# LISTING
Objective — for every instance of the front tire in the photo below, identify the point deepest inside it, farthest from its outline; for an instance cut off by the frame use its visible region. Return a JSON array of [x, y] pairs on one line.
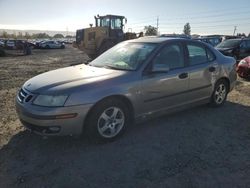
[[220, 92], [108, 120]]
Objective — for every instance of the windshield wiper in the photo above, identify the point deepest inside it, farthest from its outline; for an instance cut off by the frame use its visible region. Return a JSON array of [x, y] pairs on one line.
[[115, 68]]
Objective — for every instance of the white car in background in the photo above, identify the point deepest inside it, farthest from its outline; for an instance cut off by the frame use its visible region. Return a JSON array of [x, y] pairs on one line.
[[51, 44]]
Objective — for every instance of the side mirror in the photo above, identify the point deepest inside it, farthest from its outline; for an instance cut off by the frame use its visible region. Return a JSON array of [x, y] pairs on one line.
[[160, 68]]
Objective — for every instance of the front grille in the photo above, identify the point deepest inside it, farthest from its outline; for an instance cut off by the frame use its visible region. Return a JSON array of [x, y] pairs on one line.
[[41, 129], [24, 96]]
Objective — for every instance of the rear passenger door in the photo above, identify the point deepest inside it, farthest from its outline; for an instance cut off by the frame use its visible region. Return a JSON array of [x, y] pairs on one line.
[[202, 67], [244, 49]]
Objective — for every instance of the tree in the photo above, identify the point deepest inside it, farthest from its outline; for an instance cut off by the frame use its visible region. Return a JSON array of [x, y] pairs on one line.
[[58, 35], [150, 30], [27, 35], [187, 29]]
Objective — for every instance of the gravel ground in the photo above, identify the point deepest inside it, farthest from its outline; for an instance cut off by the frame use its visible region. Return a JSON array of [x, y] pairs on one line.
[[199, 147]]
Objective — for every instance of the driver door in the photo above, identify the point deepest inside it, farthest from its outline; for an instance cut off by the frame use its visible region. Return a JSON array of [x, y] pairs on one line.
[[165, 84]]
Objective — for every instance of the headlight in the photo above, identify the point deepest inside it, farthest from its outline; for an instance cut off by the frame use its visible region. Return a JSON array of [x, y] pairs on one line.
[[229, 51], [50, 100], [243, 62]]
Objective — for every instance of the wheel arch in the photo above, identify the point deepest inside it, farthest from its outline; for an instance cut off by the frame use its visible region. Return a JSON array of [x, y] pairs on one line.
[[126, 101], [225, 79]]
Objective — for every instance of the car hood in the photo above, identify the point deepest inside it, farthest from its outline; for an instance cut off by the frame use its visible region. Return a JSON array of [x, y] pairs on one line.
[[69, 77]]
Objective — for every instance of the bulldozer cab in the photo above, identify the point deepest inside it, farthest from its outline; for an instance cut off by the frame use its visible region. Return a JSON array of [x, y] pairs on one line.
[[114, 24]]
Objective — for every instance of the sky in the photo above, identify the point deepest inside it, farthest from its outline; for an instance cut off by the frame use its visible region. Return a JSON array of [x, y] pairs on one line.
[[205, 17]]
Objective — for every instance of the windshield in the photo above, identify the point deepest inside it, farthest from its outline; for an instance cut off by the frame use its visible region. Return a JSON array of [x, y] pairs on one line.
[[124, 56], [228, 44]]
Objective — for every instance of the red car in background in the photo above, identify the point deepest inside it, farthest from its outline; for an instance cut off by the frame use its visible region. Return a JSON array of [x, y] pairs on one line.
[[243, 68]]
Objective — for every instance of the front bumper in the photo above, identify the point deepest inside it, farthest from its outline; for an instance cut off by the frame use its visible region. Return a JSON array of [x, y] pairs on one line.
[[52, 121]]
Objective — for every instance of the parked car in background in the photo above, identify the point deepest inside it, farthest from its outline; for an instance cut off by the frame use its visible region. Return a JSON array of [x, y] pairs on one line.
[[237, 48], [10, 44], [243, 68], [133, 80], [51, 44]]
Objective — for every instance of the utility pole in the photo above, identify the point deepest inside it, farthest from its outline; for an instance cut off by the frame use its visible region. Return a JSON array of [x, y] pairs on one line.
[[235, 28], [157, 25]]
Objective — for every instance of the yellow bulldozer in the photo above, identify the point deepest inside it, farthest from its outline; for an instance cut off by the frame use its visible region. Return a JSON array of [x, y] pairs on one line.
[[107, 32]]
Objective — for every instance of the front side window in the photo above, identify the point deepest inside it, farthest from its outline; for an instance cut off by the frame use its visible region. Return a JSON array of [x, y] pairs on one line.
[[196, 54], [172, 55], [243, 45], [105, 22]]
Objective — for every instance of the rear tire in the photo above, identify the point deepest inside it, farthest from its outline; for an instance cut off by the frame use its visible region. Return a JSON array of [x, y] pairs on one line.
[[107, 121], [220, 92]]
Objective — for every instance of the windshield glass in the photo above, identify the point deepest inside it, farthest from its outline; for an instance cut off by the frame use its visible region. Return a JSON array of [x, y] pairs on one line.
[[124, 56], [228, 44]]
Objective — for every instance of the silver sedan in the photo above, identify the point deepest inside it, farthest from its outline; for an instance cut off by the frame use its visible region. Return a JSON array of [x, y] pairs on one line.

# WRITTEN TASK
Format every line of the entries above as a Markdown table with the columns Row and Text, numbering the rows and skipping blank lines. Leave the pictures out of the table.

# TASK OUTPUT
| Row | Text |
|---|---|
| 1 | Objective — for every instance of the front tire in the photo below, identify the point deepest inside it, farthest from its outline; for an instance cut off by the frame use its visible region. Return a JSON array of [x, y] pairs on one line. |
| 2 | [[220, 92], [108, 120]] |
| 3 | Objective — for every instance of the windshield wiper in the photo above, identify the point deepest inside it, farthest from its outline; for an instance cut off by the frame use its visible region. Return a JSON array of [x, y] pairs on one line. |
| 4 | [[115, 68]] |
| 5 | Objective — for every instance of the white car in background in the photo above, identify the point deepest inside it, farthest from its outline; for an instance cut off by the frame use its visible region. Return a JSON array of [x, y] pairs on one line. |
| 6 | [[51, 44]] |
| 7 | Objective — for every instance of the side mirror in the photo above, identify the point deepest inside it, farthest from its outline; for an instance cut off by the frame use its visible region. Return a JSON array of [x, y] pairs on one line. |
| 8 | [[160, 68]] |
| 9 | Objective — for every instance of the front grille in the photo above, identify the point deepest inside it, farthest from its outline; for an instance cut off by the frame use its visible region. Return a JSON array of [x, y] pairs on one line. |
| 10 | [[41, 129], [24, 96]] |
| 11 | Objective — for every instance of the rear passenger door in the photo above, identify the point deepest inside it, farthest from its outline; for an instance cut off by the frame use its visible region. Return a JSON array of [x, y] pairs on one line. |
| 12 | [[202, 67], [244, 49]] |
| 13 | Objective — for every instance of the tree in the photo above, identify the point deepest inside it, farthest from its outline; for an instance cut off by the frame use its visible region. Return a JSON array of [x, y] pairs on one line. |
| 14 | [[58, 35], [150, 30], [27, 35], [187, 29]] |
| 15 | Objective — for every instance of the gravel ground in the photo above, identify the point deepest inside it, farthest from its outline; for an instance cut off by the frame use its visible region. Return a JSON array of [x, y] pairs on one line. |
| 16 | [[199, 147]] |
| 17 | Objective — for every instance of the driver door in the photo above, identify the point deepest inside it, farthest from its outline; for an instance cut off by the frame use its visible region. Return a JSON array of [x, y] pairs on one line. |
| 18 | [[165, 84]] |
| 19 | Objective — for every instance of the headlight in the photo above, identify the point deepest inside it, farthest from its outline; for an instance cut off by the frame use its visible region. Return a JSON array of [x, y] pairs on one line. |
| 20 | [[229, 51], [50, 100], [243, 62]] |
| 21 | Objective — for every instance of the wheel arch in the photo above, identify the point deepest inside it, farthest from its outline; for an instance cut off by the frame use its visible region. Return a JSON array of [x, y] pairs on one line. |
| 22 | [[126, 101], [225, 79]] |
| 23 | Objective — for every instance of the car hood in the photo above, identify the point deepest inside it, farthest from its outline; for an instance cut off by the frame use its visible region. Return a JSON array of [x, y] pairs on one line. |
| 24 | [[69, 77]] |
| 25 | Objective — for every instance of the bulldozer cab in the photo above, identify the point deepest inside it, farthest from its outline; for an instance cut off by the frame use its visible region. Return a JSON array of [x, y] pairs on one line. |
| 26 | [[114, 24]] |
| 27 | Objective — for every instance of the sky in the photo above, identify the point deepest inside it, farthest from its outline; for an instance cut off by the frame use its visible region. Return a JSON array of [x, y] pairs on one line. |
| 28 | [[205, 17]] |
| 29 | Objective — for every instance of the windshield in the photo above, identify the point deepest inside it, farthest from its outline; for an instance cut off by the frame use its visible region. Return a JSON array of [x, y] pairs on one line. |
| 30 | [[124, 56], [228, 44]] |
| 31 | Objective — for every instance of the red car in background in the photo above, identify the point deepest inside it, farthest from its outline; for an instance cut off by the frame use its visible region. Return a JSON array of [x, y] pairs on one line. |
| 32 | [[243, 68]] |
| 33 | Objective — for every instance of the front bumper in the photo above, identify the point deepest inside it, farthest from its outline; for an instance cut off by the frame use its visible region. Return a JSON array of [x, y] pairs on one line. |
| 34 | [[52, 121]] |
| 35 | Objective — for every instance of the parked car in background in the photo above, identify the point deepest inside it, farthest from its outline; for an instance cut off by the frame use its visible region. Return a JSON array of [x, y] pairs on one line. |
| 36 | [[237, 48], [10, 44], [243, 68], [133, 80], [51, 44]] |
| 37 | Objective — for every instance of the utility pole in the photo above, identify the point deepest inside it, farthest from its outline; for an instance cut off by the frame use its visible region. Return a JSON array of [x, y] pairs on one line. |
| 38 | [[235, 28], [157, 25]] |
| 39 | Objective — for every instance of the yellow bulldozer in the photo above, identify the point deepest inside it, farthest from its outline; for an instance cut off by the frame use its visible region. Return a JSON array of [x, y] pairs on one line. |
| 40 | [[107, 32]] |
| 41 | Objective — for every instance of the front side window in the photo above, identify the point deepest inside it, farthest from its outline; for an instance cut off by the frame use its visible region. Return a JSON array of [x, y] pairs on one line. |
| 42 | [[196, 54], [172, 55], [243, 45], [105, 22]] |
| 43 | Objective — for every instance of the rear tire in the photo above, identify the point deepest inside it, farthest from its outline; for an instance cut off by the frame use its visible region. Return a JSON array of [x, y] pairs on one line. |
| 44 | [[107, 121], [220, 92]] |
| 45 | Objective — for every instance of the windshield glass in the photo above, identify the point deepest inside it, farthest from its outline; for an instance cut off by the frame use its visible region. Return a JSON array of [x, y] pairs on one line. |
| 46 | [[124, 56], [228, 44]] |
| 47 | Objective — for every instance of the silver sedan in the photo above, identify the point deepest inside it, farthest from its outline; for an instance cut off by the frame use its visible region. Return a JSON array of [x, y] pairs on one line. |